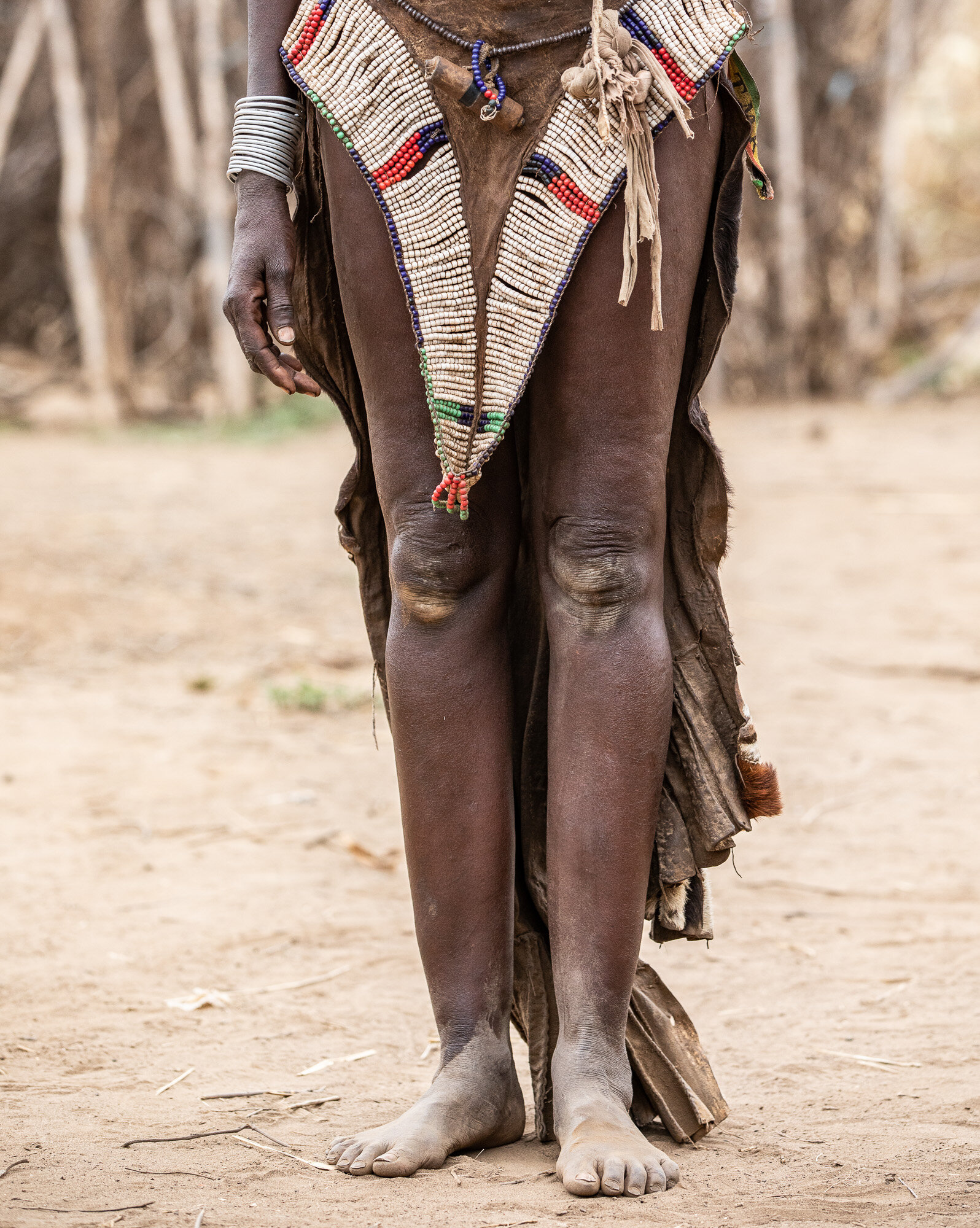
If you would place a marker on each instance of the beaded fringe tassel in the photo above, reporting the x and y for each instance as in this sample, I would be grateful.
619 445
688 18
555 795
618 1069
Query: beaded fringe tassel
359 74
________
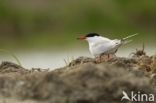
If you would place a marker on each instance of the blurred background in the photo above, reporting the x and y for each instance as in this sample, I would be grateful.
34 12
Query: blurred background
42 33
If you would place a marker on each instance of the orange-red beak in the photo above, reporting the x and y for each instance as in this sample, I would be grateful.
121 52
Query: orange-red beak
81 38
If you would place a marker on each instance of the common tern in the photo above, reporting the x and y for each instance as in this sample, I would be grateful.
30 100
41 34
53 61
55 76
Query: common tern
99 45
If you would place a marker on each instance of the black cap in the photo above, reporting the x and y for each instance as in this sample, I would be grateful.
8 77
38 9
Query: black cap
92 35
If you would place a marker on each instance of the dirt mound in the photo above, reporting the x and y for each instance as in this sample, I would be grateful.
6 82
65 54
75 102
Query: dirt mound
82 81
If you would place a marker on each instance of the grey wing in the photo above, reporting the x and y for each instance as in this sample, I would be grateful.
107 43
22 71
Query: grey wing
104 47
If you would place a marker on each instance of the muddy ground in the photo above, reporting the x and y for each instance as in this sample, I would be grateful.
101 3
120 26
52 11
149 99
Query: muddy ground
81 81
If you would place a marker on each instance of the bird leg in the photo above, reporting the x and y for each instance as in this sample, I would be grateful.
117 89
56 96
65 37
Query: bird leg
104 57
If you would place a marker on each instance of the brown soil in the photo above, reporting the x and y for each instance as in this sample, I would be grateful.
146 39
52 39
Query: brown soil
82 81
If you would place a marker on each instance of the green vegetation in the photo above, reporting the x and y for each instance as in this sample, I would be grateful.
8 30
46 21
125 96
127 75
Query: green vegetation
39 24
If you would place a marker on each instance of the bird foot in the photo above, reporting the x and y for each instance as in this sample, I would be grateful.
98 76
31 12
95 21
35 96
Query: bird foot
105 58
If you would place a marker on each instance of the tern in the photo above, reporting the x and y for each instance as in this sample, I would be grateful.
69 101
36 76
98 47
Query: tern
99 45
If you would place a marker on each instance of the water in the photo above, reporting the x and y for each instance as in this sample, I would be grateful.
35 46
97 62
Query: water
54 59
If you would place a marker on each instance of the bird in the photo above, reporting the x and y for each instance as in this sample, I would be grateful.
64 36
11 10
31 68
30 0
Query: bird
________
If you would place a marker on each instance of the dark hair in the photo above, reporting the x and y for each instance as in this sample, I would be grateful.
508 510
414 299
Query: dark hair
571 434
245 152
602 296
________
- What the task asks -
Your answer should consist solely of the lines above from the line with "of the black" to the line with "of the grey", both included, reproduced exactly.

- Response -
If you would place a marker on each instance of the black cap in the photo above, reporting the x and y for each instance as in this sample, I would be grateful.
8 77
38 9
Query: black cap
92 35
If you would place a marker on each instance of the dirt mound in the photo above, reporting the x and y for each instance as in this sample, I would be grateful.
6 82
65 54
75 102
Query: dirt mound
82 81
If you would place a marker on each instance of the grey wing in the photo above, reporting the x and y for each instance as in this sample, I would be grateful.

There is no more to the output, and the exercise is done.